— Begin RECORDS FOR THIS EXERCISE —

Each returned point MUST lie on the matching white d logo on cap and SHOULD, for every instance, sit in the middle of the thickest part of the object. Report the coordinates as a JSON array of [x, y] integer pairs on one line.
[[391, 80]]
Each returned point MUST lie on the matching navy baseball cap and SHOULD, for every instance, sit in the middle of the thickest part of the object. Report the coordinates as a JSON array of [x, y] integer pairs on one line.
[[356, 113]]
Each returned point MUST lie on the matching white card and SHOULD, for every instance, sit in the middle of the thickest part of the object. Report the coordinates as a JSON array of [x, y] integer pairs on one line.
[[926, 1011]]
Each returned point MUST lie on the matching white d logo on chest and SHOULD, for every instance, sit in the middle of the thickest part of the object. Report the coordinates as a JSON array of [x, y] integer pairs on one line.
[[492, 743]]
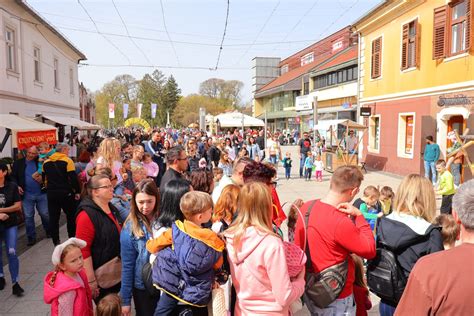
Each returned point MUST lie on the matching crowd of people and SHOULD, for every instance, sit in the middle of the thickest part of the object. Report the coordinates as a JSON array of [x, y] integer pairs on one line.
[[189, 223]]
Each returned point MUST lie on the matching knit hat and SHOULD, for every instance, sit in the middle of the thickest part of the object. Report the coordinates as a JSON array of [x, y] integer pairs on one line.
[[56, 257]]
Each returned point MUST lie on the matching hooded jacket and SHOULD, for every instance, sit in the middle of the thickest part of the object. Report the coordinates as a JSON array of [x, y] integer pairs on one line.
[[63, 284], [409, 237], [260, 275]]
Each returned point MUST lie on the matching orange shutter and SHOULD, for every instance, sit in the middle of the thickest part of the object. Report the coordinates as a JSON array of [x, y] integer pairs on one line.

— End RECORDS FOR THIS EXERCISE —

→ **WHAT YOU ARE ASKED TO DO**
Express everything in the records above from the line containing "Each returned point MUST lie on the matching crowd" down to the line containing "[[189, 223]]" as a JSON list of strings, one string per line, with blank lines left out.

→ **EXERCISE OUTPUT**
[
  "Each returned point MUST lie on the matching crowd of people and SHOULD, for every instance, sit in the middle of the thickest part of the object. Report the coordinates as a JSON array of [x, y] integer pairs on one line.",
  "[[189, 223]]"
]